If you’re eyeing the digital marketing scene, know that every click tells a story, and every strategy can turn the tables for companies fighting for the online spotlight. Creativity meets metrics, and social media is a place to make connections that matter and spread the word about your brand or make it so that the word spreads on its own. Here is how to become a digital marketing specialist.

Understanding the Role of a Digital Marketing Specialist

Imagine being the person for everything online in a business. That’s more or less what a digital marketing specialist does.

They handle everything from making a website appear at the top of search results (thanks to SEO) to crafting the kind of content that makes people click, share, and buy. Specialists know what makes audiences tick on social media and keep up with the latest hashtag trends to figure out the best time to post. They don’t throw content out into the void and hope for the best—they analyze everything.

Which tweet has the most engagement? Did changing the call-to-action on that email campaign increase conversions? It’s all in a day’s work.

But what’s the big deal about all this, you might ask.

Being visible online is pretty much everything for a business these days. It matters little if it’s a local bakery or a multinational tech company. They all need to be online so potential customers can find them. Their digital marketing specialist uses a mix of creativity, analytics, and tech-savvy to boost brand awareness, rake in leads, and ultimately, drive sales. These specialists are the ones making sure a business is actively connecting with people and turning them into customers.

Essential Skills and Qualifications

To become a digital marketing specialist, you must have strong technical skills, creativity, and a fair bit of analytical prowess. Here’s a rundown:

  • SEO/SEM reveals the alchemy of search engines that can make or break a brand’s online visibility. This skill helps you know the right keywords, the magic of backlinks, and the techniques of ranking higher.

----

* Work required
For each statement, answer yes or no on whether the digital marketing text supports it, and quote the text's deciding words. 1. A digital marketing specialist analyzes content instead of posting it and hoping it works. 2. Being visible online matters only for large companies. 3. The role calls for technical skills, creativity, and analytical ability. The listing has no connection to the digital marketing text.

----

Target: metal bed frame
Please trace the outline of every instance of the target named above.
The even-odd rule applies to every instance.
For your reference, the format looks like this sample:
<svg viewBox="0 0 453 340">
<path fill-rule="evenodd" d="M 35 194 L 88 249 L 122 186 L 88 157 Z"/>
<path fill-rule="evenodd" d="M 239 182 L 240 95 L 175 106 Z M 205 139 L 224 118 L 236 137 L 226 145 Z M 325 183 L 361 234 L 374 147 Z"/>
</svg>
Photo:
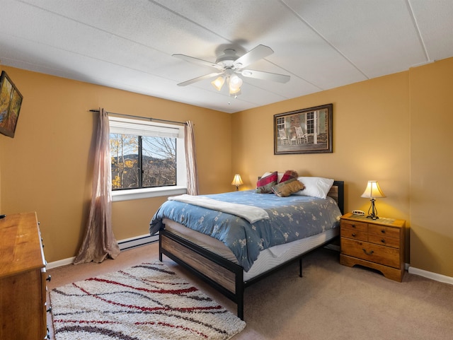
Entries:
<svg viewBox="0 0 453 340">
<path fill-rule="evenodd" d="M 344 213 L 344 182 L 335 181 L 328 196 L 338 204 Z M 243 320 L 243 296 L 246 288 L 259 281 L 296 260 L 299 260 L 299 276 L 302 276 L 302 257 L 338 238 L 336 236 L 286 262 L 245 281 L 241 266 L 227 260 L 185 238 L 166 230 L 159 232 L 159 260 L 165 254 L 190 272 L 200 277 L 237 305 L 237 315 Z"/>
</svg>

----

* Task solution
1. Yes: "They don’t throw content out into the void and hope for the best—they analyze everything."
2. No: "It matters little if it’s a local bakery or a multinational tech company."
3. Yes: "you must have strong technical skills, creativity, and a fair bit of analytical prowess."